■ The request ■
Repeat the entries from the line with "[locate] the dirt" up to and including the line with "x=154, y=202", word for word. Leave out any picture.

-- Start --

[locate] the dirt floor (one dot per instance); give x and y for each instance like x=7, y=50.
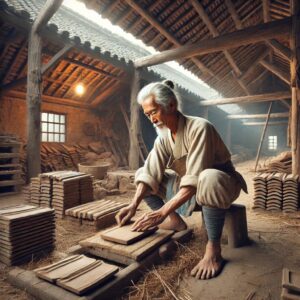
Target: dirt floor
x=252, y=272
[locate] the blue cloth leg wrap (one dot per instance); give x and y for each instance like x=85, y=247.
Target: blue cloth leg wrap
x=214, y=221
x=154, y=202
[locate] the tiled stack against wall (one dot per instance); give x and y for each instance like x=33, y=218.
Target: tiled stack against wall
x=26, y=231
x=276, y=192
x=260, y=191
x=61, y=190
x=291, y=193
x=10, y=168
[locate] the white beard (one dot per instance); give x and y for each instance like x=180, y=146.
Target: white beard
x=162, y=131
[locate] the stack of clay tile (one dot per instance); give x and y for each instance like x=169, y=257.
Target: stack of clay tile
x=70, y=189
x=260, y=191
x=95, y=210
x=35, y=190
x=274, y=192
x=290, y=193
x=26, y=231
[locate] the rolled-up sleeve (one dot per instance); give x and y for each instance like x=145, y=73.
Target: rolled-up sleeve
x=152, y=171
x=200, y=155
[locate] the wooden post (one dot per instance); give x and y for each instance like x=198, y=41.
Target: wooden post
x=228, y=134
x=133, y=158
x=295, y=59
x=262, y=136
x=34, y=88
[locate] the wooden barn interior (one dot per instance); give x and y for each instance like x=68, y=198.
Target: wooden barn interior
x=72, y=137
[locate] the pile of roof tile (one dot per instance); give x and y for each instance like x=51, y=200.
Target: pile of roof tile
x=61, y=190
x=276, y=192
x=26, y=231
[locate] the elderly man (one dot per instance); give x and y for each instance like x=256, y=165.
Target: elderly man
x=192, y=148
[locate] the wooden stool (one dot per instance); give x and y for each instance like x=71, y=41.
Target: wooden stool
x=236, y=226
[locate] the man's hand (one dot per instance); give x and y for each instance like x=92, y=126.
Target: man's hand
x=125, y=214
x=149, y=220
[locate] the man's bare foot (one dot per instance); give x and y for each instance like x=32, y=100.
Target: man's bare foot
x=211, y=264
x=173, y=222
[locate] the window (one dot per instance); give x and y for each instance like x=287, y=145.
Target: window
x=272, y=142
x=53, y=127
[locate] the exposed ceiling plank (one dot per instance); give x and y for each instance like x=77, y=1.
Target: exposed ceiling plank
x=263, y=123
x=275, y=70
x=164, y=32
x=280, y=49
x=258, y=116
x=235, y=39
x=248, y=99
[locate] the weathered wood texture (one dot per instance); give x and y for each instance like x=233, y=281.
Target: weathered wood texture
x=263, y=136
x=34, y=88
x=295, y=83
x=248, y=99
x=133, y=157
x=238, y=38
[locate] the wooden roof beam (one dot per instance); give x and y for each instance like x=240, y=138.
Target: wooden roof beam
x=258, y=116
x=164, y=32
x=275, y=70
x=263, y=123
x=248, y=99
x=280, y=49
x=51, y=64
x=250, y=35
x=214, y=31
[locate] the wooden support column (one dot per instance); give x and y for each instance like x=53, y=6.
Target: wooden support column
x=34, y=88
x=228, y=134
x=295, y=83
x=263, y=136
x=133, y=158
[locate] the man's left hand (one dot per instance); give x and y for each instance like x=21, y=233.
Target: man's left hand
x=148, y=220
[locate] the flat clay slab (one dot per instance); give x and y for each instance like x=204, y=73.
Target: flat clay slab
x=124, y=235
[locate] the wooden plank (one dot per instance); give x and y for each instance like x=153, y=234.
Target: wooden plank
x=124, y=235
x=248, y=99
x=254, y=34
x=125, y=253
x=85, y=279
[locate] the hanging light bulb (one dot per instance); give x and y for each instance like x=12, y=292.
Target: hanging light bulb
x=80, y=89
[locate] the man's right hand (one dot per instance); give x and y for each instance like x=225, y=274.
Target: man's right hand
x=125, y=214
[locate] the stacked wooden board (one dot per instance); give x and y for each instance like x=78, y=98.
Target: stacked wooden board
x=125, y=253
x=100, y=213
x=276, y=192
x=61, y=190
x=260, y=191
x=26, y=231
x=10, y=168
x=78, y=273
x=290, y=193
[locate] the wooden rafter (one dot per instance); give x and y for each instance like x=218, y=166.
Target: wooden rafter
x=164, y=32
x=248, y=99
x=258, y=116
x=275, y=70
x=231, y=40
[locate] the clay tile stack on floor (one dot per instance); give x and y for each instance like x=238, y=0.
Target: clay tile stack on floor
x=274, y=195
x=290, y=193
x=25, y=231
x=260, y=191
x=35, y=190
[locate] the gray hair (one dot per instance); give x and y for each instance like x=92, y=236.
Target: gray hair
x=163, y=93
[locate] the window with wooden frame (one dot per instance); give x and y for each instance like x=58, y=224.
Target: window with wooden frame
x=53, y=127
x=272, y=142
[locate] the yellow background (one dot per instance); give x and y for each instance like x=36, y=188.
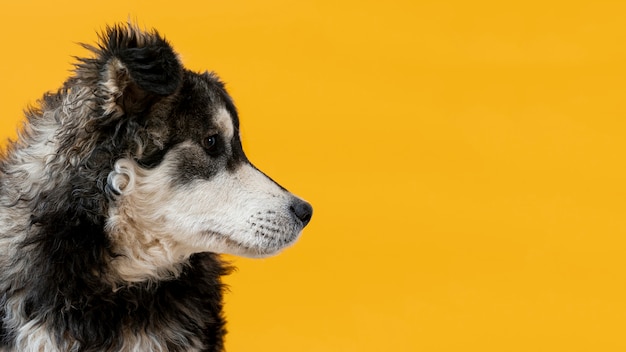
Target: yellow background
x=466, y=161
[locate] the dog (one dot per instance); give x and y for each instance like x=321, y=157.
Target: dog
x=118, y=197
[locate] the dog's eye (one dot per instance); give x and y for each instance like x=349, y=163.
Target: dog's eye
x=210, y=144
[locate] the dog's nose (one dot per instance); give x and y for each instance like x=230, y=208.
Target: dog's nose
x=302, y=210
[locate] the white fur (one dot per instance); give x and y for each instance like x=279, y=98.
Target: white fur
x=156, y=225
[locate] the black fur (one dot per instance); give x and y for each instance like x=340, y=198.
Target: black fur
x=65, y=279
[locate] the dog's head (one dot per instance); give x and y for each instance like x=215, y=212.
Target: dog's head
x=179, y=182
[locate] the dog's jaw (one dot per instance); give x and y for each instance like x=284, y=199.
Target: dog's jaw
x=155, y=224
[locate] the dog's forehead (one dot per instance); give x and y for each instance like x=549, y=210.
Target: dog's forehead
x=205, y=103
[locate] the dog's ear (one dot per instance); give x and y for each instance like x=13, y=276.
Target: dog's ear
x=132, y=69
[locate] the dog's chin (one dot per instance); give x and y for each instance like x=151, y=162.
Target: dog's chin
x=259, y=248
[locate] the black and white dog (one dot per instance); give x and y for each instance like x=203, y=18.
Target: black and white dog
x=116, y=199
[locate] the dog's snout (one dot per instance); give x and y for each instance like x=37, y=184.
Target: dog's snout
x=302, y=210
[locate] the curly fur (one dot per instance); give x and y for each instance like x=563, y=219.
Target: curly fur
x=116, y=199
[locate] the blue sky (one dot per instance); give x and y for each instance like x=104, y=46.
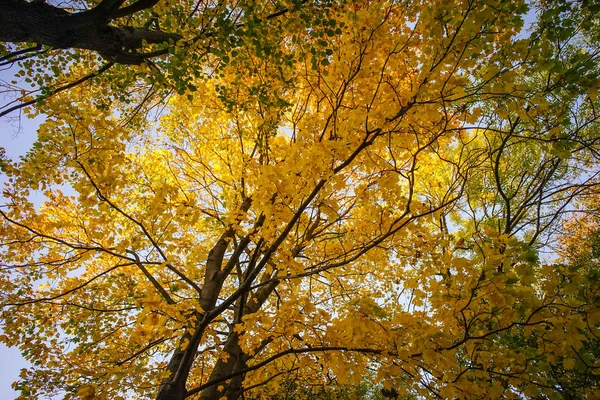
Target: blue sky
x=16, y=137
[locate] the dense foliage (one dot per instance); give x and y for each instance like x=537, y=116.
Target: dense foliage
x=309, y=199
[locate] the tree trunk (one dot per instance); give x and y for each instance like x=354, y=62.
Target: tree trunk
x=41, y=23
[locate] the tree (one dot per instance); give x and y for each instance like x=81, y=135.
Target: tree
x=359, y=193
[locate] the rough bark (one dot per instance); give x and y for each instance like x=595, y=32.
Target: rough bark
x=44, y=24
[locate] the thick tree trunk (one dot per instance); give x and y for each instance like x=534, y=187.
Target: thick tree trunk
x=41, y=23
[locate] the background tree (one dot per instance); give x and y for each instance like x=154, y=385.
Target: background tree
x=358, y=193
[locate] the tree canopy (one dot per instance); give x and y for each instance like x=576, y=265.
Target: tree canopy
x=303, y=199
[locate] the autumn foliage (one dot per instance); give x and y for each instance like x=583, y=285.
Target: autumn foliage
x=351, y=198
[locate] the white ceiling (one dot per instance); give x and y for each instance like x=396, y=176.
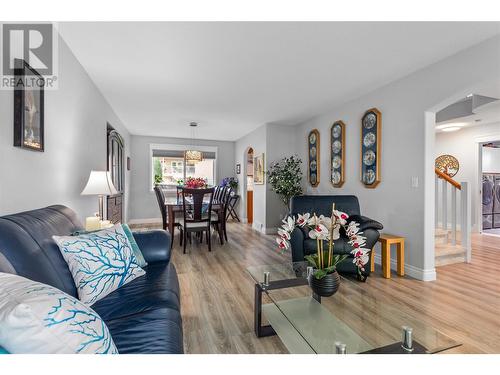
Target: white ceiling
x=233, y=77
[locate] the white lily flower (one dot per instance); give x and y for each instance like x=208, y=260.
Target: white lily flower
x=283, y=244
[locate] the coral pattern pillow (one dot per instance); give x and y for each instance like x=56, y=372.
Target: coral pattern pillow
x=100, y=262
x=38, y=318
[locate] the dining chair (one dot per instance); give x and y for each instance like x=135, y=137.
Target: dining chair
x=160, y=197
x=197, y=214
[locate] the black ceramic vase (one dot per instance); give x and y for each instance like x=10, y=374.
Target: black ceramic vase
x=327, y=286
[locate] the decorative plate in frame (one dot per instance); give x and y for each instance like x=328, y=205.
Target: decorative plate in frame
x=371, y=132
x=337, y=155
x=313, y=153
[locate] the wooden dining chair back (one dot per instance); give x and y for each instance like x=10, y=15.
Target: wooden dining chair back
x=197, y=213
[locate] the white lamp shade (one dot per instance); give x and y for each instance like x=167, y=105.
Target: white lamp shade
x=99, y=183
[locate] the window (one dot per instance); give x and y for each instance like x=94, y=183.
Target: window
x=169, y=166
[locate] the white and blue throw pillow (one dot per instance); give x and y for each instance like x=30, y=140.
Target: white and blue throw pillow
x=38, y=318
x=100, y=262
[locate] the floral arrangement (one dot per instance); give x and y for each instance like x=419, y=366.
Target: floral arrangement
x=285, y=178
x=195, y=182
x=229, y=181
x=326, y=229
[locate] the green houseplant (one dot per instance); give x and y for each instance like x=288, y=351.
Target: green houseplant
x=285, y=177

-- End --
-- Start --

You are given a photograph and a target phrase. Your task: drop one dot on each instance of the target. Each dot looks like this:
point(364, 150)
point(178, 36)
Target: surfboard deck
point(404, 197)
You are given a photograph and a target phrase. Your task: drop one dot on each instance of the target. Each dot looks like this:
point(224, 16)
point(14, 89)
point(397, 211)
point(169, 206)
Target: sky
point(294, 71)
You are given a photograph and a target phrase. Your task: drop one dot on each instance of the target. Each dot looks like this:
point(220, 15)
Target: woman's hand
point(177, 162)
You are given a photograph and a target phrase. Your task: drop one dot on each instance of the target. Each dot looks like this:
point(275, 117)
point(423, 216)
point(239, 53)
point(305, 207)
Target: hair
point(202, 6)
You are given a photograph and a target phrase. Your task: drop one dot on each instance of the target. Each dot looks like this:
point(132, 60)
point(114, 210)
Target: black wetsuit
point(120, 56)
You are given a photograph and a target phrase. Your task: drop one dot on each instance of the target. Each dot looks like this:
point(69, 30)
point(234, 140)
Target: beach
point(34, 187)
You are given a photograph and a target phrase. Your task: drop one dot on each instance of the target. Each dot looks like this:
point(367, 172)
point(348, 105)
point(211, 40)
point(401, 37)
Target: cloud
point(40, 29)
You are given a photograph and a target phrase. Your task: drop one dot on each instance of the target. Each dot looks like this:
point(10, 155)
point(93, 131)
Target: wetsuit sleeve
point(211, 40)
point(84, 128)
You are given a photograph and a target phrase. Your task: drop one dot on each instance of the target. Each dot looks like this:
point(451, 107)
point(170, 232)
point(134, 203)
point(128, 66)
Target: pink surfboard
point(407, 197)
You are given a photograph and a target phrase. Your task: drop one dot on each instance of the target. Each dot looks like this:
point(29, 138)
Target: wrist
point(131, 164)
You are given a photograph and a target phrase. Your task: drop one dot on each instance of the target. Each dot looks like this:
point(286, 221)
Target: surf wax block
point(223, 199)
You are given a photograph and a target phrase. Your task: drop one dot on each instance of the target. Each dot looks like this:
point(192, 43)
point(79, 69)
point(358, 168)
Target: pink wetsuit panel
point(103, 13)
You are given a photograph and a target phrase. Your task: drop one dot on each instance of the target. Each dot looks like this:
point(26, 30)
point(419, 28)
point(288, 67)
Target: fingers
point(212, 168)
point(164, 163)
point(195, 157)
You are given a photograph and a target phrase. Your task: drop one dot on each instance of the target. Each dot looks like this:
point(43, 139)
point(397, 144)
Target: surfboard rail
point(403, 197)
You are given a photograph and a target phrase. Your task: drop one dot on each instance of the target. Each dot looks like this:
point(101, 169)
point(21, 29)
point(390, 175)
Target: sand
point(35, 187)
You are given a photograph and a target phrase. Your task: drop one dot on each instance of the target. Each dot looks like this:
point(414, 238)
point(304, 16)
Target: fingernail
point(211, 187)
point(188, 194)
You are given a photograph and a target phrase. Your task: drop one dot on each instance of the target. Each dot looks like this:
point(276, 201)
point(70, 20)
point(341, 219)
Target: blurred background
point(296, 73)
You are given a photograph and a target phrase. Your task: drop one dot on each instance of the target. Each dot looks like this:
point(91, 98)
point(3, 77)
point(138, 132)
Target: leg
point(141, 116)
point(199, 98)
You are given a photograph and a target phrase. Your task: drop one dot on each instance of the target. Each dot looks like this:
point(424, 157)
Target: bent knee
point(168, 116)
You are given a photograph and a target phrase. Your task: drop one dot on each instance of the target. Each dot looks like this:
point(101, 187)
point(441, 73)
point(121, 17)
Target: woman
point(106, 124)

-- End --
-- Start --

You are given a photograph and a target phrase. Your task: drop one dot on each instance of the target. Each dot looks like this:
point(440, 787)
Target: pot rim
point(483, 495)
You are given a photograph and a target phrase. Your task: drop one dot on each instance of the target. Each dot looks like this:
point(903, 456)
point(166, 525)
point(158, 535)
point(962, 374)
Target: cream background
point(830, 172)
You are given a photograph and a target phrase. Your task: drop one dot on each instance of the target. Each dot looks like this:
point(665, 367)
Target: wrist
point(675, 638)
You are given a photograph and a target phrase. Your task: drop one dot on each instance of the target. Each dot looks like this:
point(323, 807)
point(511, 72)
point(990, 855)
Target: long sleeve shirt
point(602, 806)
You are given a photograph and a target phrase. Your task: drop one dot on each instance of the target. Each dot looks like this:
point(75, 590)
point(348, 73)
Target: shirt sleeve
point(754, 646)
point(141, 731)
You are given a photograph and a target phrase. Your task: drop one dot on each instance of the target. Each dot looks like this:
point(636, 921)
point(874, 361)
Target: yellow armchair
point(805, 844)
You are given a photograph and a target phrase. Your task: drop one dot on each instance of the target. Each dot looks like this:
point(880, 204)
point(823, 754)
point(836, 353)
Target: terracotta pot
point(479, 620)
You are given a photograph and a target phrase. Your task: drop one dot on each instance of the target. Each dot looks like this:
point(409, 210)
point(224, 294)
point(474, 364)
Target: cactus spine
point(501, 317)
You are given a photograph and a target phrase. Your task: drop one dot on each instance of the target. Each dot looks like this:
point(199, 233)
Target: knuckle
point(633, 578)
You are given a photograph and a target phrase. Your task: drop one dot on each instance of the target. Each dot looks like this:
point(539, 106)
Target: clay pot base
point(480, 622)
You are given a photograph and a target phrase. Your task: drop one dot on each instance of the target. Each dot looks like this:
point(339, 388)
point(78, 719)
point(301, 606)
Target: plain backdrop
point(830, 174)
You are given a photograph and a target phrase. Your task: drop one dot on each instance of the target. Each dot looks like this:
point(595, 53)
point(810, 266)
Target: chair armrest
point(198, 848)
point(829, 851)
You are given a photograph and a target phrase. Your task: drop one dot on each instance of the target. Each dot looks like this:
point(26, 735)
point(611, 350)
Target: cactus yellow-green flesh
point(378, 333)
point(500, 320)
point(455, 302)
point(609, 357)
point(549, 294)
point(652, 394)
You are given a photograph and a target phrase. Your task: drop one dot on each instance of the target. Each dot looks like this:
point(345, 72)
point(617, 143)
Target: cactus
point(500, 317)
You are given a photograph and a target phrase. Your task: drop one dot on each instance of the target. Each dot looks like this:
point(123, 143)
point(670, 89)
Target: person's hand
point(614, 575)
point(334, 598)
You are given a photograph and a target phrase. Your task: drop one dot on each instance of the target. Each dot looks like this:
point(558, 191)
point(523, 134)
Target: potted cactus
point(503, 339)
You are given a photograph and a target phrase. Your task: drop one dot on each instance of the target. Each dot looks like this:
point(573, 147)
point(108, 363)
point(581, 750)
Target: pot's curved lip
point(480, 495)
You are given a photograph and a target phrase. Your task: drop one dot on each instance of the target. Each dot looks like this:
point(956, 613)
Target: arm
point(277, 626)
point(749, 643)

-- End --

■ Complete response ■
[locate] the dirt floor (one dot per instance); give x and y for each instance like x=7, y=50.
Target: dirt floor
x=252, y=272
[locate] the blue cloth leg wrap (one dot per instance); give x and y for each instance like x=85, y=247.
Target: blue cloth leg wrap
x=214, y=221
x=154, y=202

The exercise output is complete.